-- Begin READING PASSAGE --

Kate Is Clueless: Why So Many Security Exceptions?

Maybe you’ve noticed this:  accessing government websites seems to pop up more security issues than accessing other websites.  I am forever negotiating a maze of “the identity of this site can not be verified” or “are you sure you want to go there?” type messages when I am trying to do anything on a .mil or .gov website.  The wording on the warning and the pages where it pops up will vary depending on the browser you are using and the protection software you are running on your computer.  Bet I am pretty sure you’ve seen something similar.

I’m really confused about why the federal government or the Department of Defense (DoD)  wouldn’t put forth the extra effort to make sure that their websites look secure.  We have to “proceed anyway” or choose that we “understand the risks” in order to accomplish the task that we’re trying to complete, whether it be making a doctor’s appointment, checking a LES, or filing a moving claim.

It seems to me that by having websites that aren’t properly documented or formatted, the DOD and the federal government are encouraging people to get into the habit of being lax with their internet security.  In my mind, if I have to click in through a bunch of warnings to make a doctor’s appointment (this just happened – four pages worth!), then I’m not going to take those warnings very seriously the next time I see then.

-- End READING PASSAGE --

**EXERCISE BRIEF**
Copy word for word the stretch from "I’m really confused" through "I see then." in the piece on security warnings at government websites.

-- Begin EXTRACTED MATERIAL --

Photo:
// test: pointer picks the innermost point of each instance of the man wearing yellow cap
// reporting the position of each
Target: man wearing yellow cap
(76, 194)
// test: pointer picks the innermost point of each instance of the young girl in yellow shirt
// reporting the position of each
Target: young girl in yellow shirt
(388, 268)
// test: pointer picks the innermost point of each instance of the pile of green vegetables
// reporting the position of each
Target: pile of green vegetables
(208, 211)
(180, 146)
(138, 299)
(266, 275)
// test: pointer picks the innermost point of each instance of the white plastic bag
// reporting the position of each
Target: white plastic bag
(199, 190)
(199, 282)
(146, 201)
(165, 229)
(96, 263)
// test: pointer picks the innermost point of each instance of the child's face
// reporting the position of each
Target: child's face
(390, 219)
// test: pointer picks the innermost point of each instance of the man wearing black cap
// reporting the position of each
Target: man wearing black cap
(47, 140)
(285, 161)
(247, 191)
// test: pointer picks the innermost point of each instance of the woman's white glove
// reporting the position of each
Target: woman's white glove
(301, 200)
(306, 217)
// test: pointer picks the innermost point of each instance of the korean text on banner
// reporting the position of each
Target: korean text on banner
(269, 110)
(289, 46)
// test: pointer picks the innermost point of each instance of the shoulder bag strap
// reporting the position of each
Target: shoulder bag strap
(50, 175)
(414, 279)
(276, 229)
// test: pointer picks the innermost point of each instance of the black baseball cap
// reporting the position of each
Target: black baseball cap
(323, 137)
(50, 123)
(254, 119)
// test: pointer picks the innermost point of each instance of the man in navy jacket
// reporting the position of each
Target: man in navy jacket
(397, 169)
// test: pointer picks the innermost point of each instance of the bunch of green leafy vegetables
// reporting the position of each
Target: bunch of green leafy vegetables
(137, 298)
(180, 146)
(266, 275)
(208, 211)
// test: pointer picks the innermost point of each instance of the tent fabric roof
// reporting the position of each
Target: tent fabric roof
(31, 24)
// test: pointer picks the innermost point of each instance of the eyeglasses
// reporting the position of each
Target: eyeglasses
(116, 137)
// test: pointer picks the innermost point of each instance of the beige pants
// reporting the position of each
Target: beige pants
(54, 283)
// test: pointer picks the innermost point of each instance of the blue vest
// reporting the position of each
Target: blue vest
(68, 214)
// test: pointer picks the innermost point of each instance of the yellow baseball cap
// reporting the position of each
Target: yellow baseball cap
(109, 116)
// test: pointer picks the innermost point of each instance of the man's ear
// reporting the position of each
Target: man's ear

-- End EXTRACTED MATERIAL --

**ANSWER IN FULL**
I’m really confused about why the federal government or the Department of Defense (DoD)  wouldn’t put forth the extra effort to make sure that their websites look secure.  We have to “proceed anyway” or choose that we “understand the risks” in order to accomplish the task that we’re trying to complete, whether it be making a doctor’s appointment, checking a LES, or filing a moving claim.

It seems to me that by having websites that aren’t properly documented or formatted, the DOD and the federal government are encouraging people to get into the habit of being lax with their internet security.  In my mind, if I have to click in through a bunch of warnings to make a doctor’s appointment (this just happened – four pages worth!), then I’m not going to take those warnings very seriously the next time I see then.